***** Excerpt to read *****

Self-Regulatory Organizations; The NASDAQ Stock Market LLC; 
Notice of Filing and Immediate Effectiveness of a Proposed Rule Change 
and Amendment No. 1 Thereto To Modify Fees for Members Using the Nasdaq 
Market Center

January 14, 2008.
    Pursuant to section 19(b)(1) of the Securities Exchange Act of 1934 
(``Act'') \1\ and Rule 19b-4 thereunder,\2\ notice is hereby given that 
on January 2, 2008, The NASDAQ Stock Market LLC (``Nasdaq'') filed with 
the Securities and Exchange Commission (``Commission'') the proposed 
rule change as described in Items I, II and III below, which Items have 
been prepared substantially by the Nasdaq. On January 11, 2008, Nasdaq 
filed Amendment No. 1 to the proposed rule change for the purpose of 
providing a more detailed description of the statutory basis for the 
proposed rule change and correcting a minor typographical error. Nasdaq 
has designated this proposal as one establishing or changing a member 
due, fee, or other charge imposed by the Exchange under section 
19(b)(3)(A)(ii) of the Act \3\ and Rule 19b-4(f)(2) thereunder,\4\ 
which renders the proposal effective upon filing with the Commission.

***** Listed entries *****

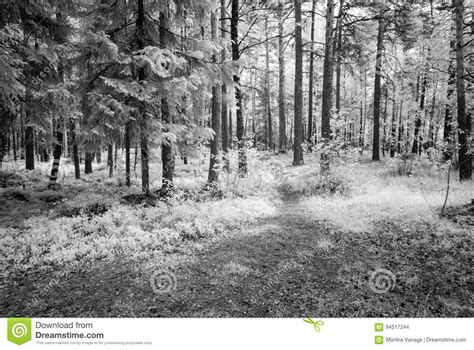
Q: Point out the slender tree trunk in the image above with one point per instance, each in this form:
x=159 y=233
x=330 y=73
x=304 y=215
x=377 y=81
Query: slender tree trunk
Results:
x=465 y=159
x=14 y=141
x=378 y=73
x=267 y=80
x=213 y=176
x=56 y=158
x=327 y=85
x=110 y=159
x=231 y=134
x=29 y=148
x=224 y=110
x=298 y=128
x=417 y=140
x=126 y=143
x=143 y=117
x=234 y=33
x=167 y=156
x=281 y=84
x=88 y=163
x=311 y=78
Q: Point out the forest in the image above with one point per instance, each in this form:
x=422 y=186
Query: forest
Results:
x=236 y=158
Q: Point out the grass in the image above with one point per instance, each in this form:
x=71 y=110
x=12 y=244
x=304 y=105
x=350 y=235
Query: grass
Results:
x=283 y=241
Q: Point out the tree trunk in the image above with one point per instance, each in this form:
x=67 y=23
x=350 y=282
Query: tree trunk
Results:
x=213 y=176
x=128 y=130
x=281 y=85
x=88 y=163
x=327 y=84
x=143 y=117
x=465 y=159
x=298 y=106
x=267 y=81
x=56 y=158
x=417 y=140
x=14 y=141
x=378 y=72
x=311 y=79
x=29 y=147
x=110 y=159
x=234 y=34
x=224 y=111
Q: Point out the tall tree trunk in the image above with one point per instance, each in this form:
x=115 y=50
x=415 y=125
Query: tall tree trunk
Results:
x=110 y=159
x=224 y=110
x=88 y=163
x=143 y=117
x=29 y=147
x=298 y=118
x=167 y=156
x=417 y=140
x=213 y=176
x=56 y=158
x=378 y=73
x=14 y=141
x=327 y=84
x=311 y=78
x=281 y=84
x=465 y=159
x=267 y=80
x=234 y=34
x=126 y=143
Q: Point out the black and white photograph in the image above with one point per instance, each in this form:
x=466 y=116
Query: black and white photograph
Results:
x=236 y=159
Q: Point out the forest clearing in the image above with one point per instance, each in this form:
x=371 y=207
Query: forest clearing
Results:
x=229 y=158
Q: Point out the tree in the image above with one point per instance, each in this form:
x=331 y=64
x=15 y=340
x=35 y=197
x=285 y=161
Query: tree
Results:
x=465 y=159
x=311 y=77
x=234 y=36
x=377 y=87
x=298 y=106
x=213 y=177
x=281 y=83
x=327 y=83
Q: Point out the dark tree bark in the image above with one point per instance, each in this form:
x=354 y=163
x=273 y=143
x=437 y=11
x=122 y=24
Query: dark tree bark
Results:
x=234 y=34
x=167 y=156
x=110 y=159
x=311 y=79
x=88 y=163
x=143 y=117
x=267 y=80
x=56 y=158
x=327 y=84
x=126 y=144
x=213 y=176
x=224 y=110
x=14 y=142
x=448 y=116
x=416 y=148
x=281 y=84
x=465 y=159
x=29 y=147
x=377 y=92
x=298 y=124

*****

> What you need to do
(A) According to the Nasdaq fee notice, on what date did Nasdaq file Amendment No. 1 to the proposed rule change?
(B) Condense the paragraph of the Nasdaq fee notice beginning "Pursuant to section 19(b)(1)" into a short bulleted list that keeps its main facts.
The listing has no connection to the Nasdaq fee notice.

> Responses to the exercise
(A) January 11, 2008.

(B)
- The notice is given under section 19(b)(1) of the Securities Exchange Act of 1934 and Rule 19b-4.
- On January 2, 2008, The NASDAQ Stock Market LLC filed the proposed rule change with the Securities and Exchange Commission. Nasdaq prepared the described items substantially itself.
- On January 11, 2008, Nasdaq filed Amendment No. 1. It gave a more detailed description of the statutory basis and corrected a minor typographical error.
- Nasdaq designated the proposal as establishing or changing a member due, fee, or other charge under section 19(b)(3)(A)(ii) and Rule 19b-4(f)(2). This made it effective upon filing.